### SET PROBLEM A
Recast the records as a Markdown table with the columns "No." and "Entry", covering only the span from the line that contains "17, row 206." through the line that contains "column 325, row 83" and leaving out blank lines.

begin EXTRACT TO READ

24 The class contains one visa subclass –
Supported Aged Parent (Subclass 860). The criteria for the grant of a visa in
this subclass are inserted into Schedule 2 to the Migration Regulations by item
9 of this Schedule.
25 This item inserts new Part 107 into Schedule 2 of the Migration
Regulations. The purpose of new Part 107 is to make provision for the grant of
a Subclass 107 visa to an aged parent, to a working age parent with a minor
dependent child in Australia, or to members of the family unit of an aged parent
or a working age parent who satisfies the primary criteria.
26 An
“aged parent” is defined, at regulation 1.03 of the Migration
Regulations, as a parent who is old enough to be granted an age pension under
the Social Security Act 1991. Regulation 1.03 further provides that a
“working age parent” is a parent who is not an aged
parent.
27 The criteria for Subclass 107 are broadly
similar to the criteria for the existing Parent (Subclass 103) visa, with the
exception that Subclass 107 does not provide for the grant of a visa to a
working age parent unless that parent has a minor dependent child in
Australia.

end EXTRACT TO READ
begin PROVIDED DATA

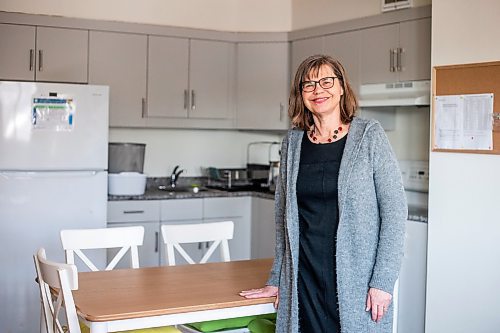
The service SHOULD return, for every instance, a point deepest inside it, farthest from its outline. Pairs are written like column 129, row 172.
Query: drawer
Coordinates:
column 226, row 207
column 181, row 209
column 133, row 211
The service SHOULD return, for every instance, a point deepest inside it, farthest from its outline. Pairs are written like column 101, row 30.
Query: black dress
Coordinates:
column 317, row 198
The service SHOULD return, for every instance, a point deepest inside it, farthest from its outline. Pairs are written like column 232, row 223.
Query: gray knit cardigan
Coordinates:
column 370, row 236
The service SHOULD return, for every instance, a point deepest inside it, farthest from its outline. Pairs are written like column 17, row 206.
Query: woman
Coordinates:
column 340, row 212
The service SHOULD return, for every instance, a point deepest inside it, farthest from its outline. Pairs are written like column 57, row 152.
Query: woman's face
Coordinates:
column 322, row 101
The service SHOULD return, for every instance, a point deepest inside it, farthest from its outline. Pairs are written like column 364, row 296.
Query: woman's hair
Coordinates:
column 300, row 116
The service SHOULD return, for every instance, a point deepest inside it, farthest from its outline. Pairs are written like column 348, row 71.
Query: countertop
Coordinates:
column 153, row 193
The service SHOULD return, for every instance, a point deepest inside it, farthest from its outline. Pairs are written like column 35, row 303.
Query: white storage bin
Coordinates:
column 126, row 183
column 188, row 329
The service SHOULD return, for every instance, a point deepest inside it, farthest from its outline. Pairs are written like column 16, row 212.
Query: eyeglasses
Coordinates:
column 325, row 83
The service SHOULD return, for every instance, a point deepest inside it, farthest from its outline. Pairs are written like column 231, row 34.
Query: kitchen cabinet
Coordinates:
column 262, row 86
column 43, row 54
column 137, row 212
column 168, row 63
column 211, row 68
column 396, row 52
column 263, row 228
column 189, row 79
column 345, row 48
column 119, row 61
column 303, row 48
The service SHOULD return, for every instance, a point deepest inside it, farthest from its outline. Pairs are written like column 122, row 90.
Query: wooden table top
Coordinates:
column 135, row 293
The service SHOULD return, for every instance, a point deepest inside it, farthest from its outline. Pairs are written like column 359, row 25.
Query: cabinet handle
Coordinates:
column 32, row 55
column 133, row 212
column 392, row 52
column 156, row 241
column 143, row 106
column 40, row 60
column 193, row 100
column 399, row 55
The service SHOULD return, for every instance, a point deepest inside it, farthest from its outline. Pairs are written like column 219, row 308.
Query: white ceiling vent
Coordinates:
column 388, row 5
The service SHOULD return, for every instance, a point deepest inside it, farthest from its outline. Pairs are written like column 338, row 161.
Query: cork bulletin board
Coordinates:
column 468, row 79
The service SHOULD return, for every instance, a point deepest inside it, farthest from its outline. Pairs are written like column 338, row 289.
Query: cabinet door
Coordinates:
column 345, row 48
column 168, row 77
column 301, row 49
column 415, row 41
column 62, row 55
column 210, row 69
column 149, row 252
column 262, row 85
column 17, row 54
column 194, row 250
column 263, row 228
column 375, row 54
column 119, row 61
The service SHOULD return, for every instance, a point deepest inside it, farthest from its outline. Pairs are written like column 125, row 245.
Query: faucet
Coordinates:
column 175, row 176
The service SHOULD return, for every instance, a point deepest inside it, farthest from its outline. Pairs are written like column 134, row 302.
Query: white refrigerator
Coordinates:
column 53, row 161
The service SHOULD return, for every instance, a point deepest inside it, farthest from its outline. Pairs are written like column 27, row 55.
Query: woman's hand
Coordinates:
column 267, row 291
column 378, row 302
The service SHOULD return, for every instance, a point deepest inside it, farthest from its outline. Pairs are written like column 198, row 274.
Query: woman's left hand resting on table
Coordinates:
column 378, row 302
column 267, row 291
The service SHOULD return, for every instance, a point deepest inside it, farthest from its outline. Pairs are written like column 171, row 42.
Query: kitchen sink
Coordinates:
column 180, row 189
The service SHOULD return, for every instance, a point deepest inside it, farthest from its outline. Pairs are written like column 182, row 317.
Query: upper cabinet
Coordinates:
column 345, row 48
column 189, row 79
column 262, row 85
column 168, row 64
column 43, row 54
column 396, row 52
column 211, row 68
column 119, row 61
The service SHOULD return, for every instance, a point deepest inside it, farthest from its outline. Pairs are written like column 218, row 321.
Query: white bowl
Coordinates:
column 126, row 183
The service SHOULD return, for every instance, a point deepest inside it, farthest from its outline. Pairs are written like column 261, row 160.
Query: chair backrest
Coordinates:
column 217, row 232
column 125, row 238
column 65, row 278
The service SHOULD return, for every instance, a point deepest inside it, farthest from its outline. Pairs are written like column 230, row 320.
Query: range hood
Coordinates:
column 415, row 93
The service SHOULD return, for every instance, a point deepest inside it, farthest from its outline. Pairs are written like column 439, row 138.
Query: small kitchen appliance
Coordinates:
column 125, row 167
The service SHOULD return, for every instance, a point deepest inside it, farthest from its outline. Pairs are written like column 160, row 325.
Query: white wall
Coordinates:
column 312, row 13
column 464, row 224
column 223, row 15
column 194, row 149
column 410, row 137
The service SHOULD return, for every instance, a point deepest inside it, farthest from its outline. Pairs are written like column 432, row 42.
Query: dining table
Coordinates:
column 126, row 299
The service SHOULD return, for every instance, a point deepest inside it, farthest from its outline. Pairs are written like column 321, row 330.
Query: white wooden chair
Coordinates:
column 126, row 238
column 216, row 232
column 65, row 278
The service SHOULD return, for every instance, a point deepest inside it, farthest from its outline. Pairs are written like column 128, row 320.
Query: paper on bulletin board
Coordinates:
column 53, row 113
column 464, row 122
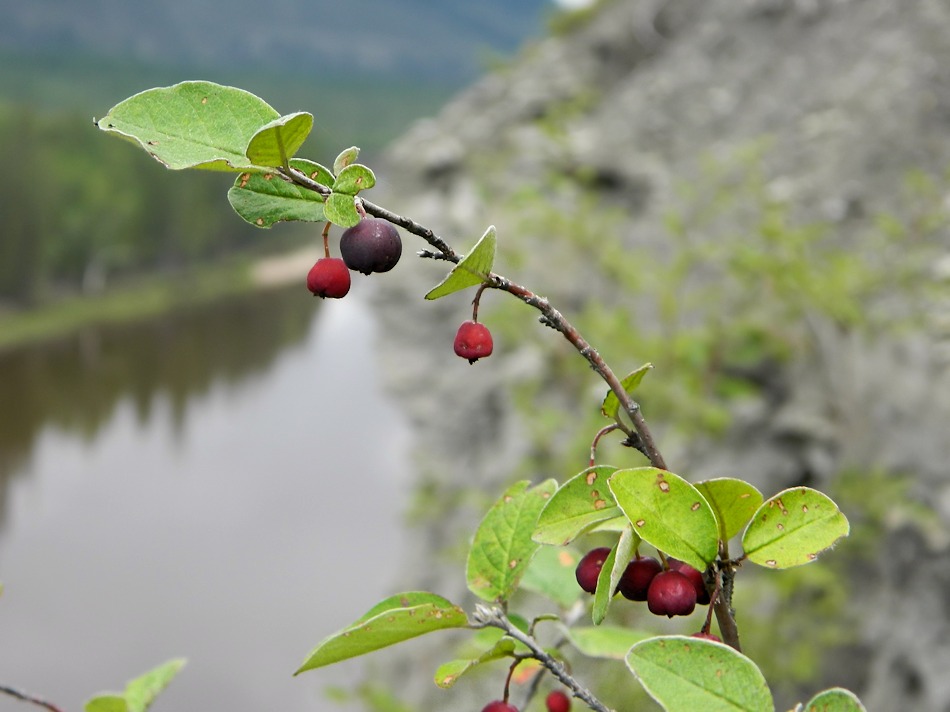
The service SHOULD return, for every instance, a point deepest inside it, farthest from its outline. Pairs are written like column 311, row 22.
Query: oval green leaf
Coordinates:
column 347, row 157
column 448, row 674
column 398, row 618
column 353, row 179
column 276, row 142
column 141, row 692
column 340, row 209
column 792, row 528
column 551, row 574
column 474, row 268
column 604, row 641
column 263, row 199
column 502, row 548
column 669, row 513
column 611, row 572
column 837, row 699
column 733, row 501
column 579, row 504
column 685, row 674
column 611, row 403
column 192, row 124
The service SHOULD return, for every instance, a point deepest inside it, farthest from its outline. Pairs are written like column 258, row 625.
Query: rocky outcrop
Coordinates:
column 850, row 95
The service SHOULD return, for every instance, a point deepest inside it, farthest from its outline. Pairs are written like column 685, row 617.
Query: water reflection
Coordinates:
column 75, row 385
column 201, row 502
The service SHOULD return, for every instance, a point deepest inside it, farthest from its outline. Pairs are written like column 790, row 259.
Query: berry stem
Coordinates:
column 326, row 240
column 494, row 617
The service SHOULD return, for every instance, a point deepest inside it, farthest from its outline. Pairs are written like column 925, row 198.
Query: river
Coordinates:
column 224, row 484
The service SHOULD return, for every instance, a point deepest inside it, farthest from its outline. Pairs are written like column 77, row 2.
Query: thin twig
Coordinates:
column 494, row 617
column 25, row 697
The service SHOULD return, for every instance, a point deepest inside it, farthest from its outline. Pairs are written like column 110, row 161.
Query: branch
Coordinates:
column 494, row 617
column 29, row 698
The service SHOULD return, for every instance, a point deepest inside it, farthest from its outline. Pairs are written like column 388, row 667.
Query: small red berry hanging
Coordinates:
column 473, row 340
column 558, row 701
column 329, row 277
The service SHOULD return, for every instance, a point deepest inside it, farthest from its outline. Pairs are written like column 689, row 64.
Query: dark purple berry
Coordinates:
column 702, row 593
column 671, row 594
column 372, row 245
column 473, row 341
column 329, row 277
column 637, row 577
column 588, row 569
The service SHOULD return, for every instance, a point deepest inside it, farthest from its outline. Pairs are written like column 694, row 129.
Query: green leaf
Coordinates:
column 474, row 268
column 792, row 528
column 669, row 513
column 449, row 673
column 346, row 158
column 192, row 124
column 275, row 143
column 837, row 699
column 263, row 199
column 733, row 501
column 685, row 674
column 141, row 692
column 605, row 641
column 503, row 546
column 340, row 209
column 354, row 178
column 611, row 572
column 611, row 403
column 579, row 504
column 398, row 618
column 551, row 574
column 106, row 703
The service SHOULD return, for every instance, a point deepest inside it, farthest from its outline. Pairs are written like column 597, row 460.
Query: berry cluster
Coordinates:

end PROVIDED DATA

### SET PROBLEM B
Continue the passage on the Subclass 107 parent visa criteria from the point where it stops.

### WRITTEN RESPONSE A
| No. | Entry |
|---|---|
| 1 | The service SHOULD return, for every instance, a point deepest inside it, farthest from its outline. Pairs are written like column 17, row 206. |
| 2 | Query: woman |
| 3 | Coordinates: |
| 4 | column 340, row 212 |
| 5 | The service SHOULD return, for every instance, a point deepest inside it, farthest from its outline. Pairs are written like column 57, row 152. |
| 6 | Query: woman's face |
| 7 | Coordinates: |
| 8 | column 322, row 101 |
| 9 | The service SHOULD return, for every instance, a point deepest inside it, farthest from its outline. Pairs are written like column 364, row 296. |
| 10 | Query: woman's hair |
| 11 | Coordinates: |
| 12 | column 300, row 116 |
| 13 | The service SHOULD return, for every instance, a point deepest inside it, farthest from its outline. Pairs are written like column 348, row 71. |
| 14 | Query: countertop |
| 15 | Coordinates: |
| 16 | column 153, row 193 |
| 17 | The service SHOULD return, for every instance, a point deepest inside it, farthest from its outline. Pairs are written like column 35, row 303. |
| 18 | Query: white storage bin |
| 19 | Coordinates: |
| 20 | column 126, row 183 |
| 21 | column 188, row 329 |
| 22 | The service SHOULD return, for every instance, a point deepest inside it, farthest from its outline. Pairs are written like column 16, row 212. |
| 23 | Query: eyeglasses |
| 24 | Coordinates: |
| 25 | column 325, row 83 |

### WRITTEN RESPONSE B
28 New Division 107.2 provides for the primary criteria
which must be satisfied by an applicant for the grant of a Subclass 107 visa.
The primary criteria must be satisfied by at least 1 member of a family unit.
The other members of the family unit who are applicants for Subclass 107 visa
need satisfy only the secondary criteria.
29 The note under the heading
to Subdivision 107.1 sets out that, in addition to “aged parent and
“working aged parent”, the terms “close relative”,
“dependent child”, “eligible New Zealand citizen”,
“guardian”, “settled” and “spouse” are
defined in regulation 1.03, and the term “balance of family test” is
defined in regulation 1.05.
30 New Subdivision 107.21 sets out the
primary criteria to be satisfied at the time of application. In particular, new
clause 107.211 provides that an applicant meets the requirements of:
• Subclause 107.211(2) - if the applicant is a working age parent
with a dependent child in Australia who has not turned 18 and who is a settled
Australian citizen, a settled Australian permanent resident or a settled
eligible New Zealand citizen; and
• Subclause 107.211(3) - if the
applicant is an aged parent of a settled Australian citizen, a settled
Australian permanent resident or a settled eligible New Zealand
citizen.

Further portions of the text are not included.